- _Task objective_
From the entries that follow, copy each line containing the word "clicks".

- _Dataset records_
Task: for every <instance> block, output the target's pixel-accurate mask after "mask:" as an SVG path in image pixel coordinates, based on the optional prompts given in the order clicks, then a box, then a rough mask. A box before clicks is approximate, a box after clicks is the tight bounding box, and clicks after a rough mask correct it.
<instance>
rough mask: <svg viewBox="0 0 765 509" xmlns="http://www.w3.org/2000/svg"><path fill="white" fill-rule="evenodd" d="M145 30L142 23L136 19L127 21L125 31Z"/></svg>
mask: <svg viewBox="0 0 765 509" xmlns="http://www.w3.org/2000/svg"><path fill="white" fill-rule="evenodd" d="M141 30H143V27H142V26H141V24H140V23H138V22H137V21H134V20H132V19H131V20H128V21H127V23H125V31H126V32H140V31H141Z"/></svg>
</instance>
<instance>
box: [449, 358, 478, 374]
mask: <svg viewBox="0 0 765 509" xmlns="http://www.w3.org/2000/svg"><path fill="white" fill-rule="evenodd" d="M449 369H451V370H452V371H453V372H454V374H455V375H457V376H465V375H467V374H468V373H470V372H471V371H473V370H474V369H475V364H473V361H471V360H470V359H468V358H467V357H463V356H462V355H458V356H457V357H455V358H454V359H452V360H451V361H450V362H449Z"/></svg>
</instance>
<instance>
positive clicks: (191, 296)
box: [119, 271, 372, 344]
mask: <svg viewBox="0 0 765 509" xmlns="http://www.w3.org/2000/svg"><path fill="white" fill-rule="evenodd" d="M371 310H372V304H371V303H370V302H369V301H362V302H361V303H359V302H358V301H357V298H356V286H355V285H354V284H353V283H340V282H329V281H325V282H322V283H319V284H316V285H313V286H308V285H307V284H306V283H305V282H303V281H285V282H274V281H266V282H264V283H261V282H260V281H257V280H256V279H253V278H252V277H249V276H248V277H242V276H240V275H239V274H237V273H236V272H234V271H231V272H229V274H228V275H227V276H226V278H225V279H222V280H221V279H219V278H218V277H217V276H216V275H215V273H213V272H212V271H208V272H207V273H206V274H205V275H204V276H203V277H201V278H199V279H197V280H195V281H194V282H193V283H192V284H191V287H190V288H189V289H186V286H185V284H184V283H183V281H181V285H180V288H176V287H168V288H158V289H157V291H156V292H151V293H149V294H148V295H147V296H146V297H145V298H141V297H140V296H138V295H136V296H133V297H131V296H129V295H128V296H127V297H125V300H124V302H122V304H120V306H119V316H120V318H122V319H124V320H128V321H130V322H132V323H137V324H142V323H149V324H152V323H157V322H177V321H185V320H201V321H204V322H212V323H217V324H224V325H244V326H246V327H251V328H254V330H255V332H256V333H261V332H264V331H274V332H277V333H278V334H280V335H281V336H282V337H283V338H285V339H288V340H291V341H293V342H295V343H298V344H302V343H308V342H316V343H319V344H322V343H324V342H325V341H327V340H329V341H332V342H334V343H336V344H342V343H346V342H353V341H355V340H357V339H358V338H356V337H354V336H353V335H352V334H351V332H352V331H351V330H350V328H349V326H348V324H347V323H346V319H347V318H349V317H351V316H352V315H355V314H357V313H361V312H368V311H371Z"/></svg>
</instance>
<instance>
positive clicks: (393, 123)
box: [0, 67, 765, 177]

- _Written answer_
Task: for every <instance> block, output the target's pixel-accurate mask after "mask:" as an SVG path in image pixel coordinates, based on the optional prompts given in the order clicks, then a box, then a rough mask. A box before clicks is approximate, a box after clicks is the tight bounding box, and clicks after a rough mask correct it.
positive clicks: (191, 296)
positive clicks: (393, 123)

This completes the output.